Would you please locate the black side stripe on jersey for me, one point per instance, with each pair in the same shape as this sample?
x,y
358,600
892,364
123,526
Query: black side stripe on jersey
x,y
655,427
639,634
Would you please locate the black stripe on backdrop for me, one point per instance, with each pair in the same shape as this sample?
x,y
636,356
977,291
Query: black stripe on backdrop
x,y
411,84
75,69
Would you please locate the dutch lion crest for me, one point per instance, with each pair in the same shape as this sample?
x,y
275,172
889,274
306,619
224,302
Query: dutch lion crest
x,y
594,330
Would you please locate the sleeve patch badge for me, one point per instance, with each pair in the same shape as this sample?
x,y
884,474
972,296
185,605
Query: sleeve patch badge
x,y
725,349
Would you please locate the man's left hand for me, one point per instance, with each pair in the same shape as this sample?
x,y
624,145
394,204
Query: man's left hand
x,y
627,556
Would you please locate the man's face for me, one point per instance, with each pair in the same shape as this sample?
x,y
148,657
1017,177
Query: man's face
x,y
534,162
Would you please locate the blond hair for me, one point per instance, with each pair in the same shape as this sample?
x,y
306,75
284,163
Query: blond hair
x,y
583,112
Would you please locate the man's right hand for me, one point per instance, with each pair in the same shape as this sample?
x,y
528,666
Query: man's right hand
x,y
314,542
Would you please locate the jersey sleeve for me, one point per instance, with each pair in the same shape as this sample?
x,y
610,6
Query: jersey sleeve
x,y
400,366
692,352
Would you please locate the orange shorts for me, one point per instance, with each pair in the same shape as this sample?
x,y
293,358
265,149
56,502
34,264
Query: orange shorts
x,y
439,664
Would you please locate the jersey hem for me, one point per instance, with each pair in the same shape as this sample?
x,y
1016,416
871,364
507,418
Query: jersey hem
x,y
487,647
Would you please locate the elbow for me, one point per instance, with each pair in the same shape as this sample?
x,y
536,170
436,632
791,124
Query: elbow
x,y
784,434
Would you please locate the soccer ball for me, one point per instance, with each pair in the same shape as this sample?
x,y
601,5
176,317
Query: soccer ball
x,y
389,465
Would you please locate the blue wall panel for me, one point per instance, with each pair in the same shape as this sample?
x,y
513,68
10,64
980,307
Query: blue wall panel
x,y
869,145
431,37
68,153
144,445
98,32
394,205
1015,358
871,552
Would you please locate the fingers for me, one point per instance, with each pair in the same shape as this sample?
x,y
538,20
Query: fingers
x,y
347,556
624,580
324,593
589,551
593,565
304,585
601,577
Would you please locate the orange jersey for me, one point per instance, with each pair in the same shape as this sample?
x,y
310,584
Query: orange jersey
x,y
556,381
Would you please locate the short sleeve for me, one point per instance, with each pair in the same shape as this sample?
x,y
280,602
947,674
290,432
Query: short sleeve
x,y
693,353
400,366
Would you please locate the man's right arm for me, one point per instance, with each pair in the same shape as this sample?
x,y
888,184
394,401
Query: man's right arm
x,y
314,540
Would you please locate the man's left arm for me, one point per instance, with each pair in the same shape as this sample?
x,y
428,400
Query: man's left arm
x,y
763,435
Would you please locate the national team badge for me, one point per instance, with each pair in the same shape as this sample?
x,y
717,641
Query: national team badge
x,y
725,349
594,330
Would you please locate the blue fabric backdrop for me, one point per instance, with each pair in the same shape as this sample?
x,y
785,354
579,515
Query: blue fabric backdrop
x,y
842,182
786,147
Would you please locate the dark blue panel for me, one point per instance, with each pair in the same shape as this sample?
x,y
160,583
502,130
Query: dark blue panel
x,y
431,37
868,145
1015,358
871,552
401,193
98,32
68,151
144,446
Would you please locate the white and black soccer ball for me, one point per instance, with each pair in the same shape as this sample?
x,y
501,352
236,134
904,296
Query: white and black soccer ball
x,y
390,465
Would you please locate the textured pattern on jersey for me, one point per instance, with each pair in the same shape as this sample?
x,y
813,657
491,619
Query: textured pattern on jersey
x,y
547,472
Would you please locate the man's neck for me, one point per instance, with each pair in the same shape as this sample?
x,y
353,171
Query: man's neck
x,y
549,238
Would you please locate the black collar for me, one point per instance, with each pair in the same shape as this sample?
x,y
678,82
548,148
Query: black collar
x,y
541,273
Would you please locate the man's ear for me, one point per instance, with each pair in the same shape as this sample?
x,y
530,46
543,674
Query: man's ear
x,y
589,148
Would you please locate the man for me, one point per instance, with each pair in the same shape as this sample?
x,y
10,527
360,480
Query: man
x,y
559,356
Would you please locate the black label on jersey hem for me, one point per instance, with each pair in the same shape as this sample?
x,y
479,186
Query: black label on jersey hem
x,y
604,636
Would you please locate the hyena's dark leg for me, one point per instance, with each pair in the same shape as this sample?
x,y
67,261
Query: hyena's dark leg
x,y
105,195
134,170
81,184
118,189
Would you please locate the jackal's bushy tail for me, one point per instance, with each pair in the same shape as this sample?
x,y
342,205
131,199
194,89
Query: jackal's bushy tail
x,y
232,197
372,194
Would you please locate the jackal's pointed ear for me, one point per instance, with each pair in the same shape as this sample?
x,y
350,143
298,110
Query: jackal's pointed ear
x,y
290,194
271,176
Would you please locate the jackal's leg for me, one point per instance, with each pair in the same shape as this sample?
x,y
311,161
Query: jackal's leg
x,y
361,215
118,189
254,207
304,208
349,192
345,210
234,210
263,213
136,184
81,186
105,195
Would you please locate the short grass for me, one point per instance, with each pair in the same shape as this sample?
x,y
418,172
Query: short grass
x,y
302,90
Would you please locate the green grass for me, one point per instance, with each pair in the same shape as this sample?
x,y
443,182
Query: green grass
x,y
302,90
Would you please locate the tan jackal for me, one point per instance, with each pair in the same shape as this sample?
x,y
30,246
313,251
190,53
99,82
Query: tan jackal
◆ ◆ ◆ ◆ ◆ ◆ ◆
Your reply must be a faithful copy of each entry above.

### EXPECTED ANSWER
Would you please locate the black side stripe on jersey for me, one point per instance, with each pair in the same shape as this sample?
x,y
358,600
892,364
123,526
Query: black side stripe on jersey
x,y
655,427
639,634
Would you please locate the black stripe on backdrop for me, one point per instance, with each pair in the same shape as this sample?
x,y
636,356
977,291
Query: black stripe on backdrop
x,y
411,84
75,69
Would you please locate the dutch lion crest for me, one point per instance, with each pair in the same shape as this sample?
x,y
275,172
889,274
306,619
224,302
Query: dutch lion crest
x,y
594,330
Would you please locate the sleeve patch badge for me, one point per instance, with each pair in the same shape as this sample?
x,y
884,474
972,296
185,605
Query: sleeve patch badge
x,y
725,349
Would you please locate the man's left hand for me, one point per instance, with each pair in the same shape as this sample?
x,y
624,145
394,204
Query: man's left hand
x,y
627,556
Would you please locate the man's face for me, one point per instance, with each pair in the same shape as this sample?
x,y
148,657
1017,177
Query: man's face
x,y
534,162
Would you please locate the blond hair for me, one point per instance, with each pair in the same shape as this sample?
x,y
306,75
284,163
Query: blond hair
x,y
583,112
Would you please locate the man's right hand for me, one point per instance, with each pair in the same shape as this sample?
x,y
528,666
Query: man's right hand
x,y
314,542
Would you please locate the jersey sleeve for me, one point per instance, with each pair in the same shape as this sample?
x,y
610,6
Query: jersey sleeve
x,y
400,366
692,352
Would you please locate the orange shorts for me, one point per instance, with each pair in the same shape as this sample?
x,y
293,358
265,149
56,502
34,264
Query: orange shorts
x,y
439,664
Would you please locate the jersey hem for me, one point per instance, with each pair in the same shape as this sample?
x,y
1016,416
871,364
507,418
Query: jersey hem
x,y
487,647
Would you please locate the elbow for me, one point per instance, with each pair in the same shape as this sample?
x,y
536,170
436,632
791,124
Query: elbow
x,y
784,434
Would you please locate the soccer ball for me, one point per instance, with each pair in the same shape as this sample?
x,y
601,5
176,317
Query: soccer ball
x,y
389,465
Would you please locate the blue wall panel for me, one point per instance, with each pair in the same shape as this sample?
x,y
513,68
10,64
980,307
Query: blue wall panel
x,y
869,145
431,37
68,153
144,445
98,32
394,205
1015,358
871,552
Would you please locate the fingers for me, one point per instance, with each pair in the same shape as this sample?
x,y
538,20
Query: fingers
x,y
347,556
624,580
324,593
589,551
593,565
304,585
601,577
Would you please locate the orange jersey for me, one point per instance, with each pair in the same shape as this sample?
x,y
310,584
Query: orange jersey
x,y
556,381
Would you please locate the short sleeve for me, one point per instance, with each pair in the same shape as this sample?
x,y
280,602
947,674
290,432
Query: short sleeve
x,y
693,353
400,366
Would you please locate the man's right arm for me, one point per instance, with each pair in the same shape as this sample?
x,y
888,184
394,401
Query: man's right arm
x,y
314,540
Would you please locate the man's left arm for me, one point per instance, with each pair in the same shape as this sample?
x,y
428,400
Query: man's left arm
x,y
763,435
Would you please locate the national team badge for me, one point per instance, with each pair in the same shape as this sample?
x,y
717,641
Query: national team badge
x,y
725,349
594,330
Would you please locate the blue fabric backdrop for me, one point per instance, with each pair in the same shape as this sample?
x,y
785,354
579,515
Query: blue fabric backdrop
x,y
842,182
786,147
Would you please locate the dark blue panel for me, one point per instance, with each pair in the same shape as this sample?
x,y
160,583
502,130
Query: dark blue panel
x,y
431,37
868,145
1015,358
871,552
401,193
98,32
68,151
144,446
Would you please locate the white and black soccer ball for me, one point per instance, with each pair in the same shape as this sample?
x,y
501,352
236,134
904,296
Query: white and black soccer ball
x,y
390,465
Would you please locate the textured pattern on jersey for me, one point per instance, with each pair in the same shape as this sample?
x,y
813,657
491,619
Query: textured pattern on jersey
x,y
547,472
Would you please locate the man's neck for me, one point per instance, with each pair in the same shape as this sample?
x,y
353,171
Query: man's neck
x,y
549,238
Would you please locate the black collar for me, one point per instance, with each pair in the same shape as this sample?
x,y
678,82
548,148
Query: black collar
x,y
541,273
Would you please locate the man's ear for me, one point per instance, with each pair in the same shape as this sample?
x,y
530,46
543,674
Query: man's ear
x,y
589,148
Would you please locate the man for me, one point per instance, with each pair in the same shape as this sample?
x,y
10,527
360,480
Query: man
x,y
559,356
Would you please locate the black label on jersey hem for me, one point per instance, with each pair in the same shape as this sample?
x,y
479,186
Query: black label on jersey hem
x,y
604,636
Would you please locate the hyena's dark leg for me, one point per instance, with each pair in the same shape as this sample?
x,y
67,261
Query: hyena's dark leg
x,y
105,195
134,170
81,184
118,189
Would you please locate the jackal's bushy tail for me, one point per instance, with each pair in the same shape as this sample?
x,y
342,205
131,199
194,89
Query: jackal's bushy tail
x,y
232,197
372,194
Would you please locate the jackal's pointed ear for me, one point per instance, with each pair in the same shape as this sample?
x,y
350,143
298,110
Query: jackal's pointed ear
x,y
290,194
271,176
Would you please locate the jackal's leg for me, one point per instance, with each pair in the same shape as this sample?
x,y
311,161
Query: jackal's leg
x,y
361,215
118,189
254,207
304,208
349,192
345,210
234,210
263,213
136,184
81,186
105,195
Would you please locate the short grass for me, one point per instance, with each pair in the same shape as this sample?
x,y
418,172
Query: short grass
x,y
302,90
Would you please locate the green grass for me, one point per instance, with each pair in the same shape as this sample?
x,y
443,182
Query: green grass
x,y
302,90
Would you please locate the tan jackal for me, one point per instance, with each pair in the same shape as this sample?
x,y
30,246
313,251
190,53
99,82
Query: tan jackal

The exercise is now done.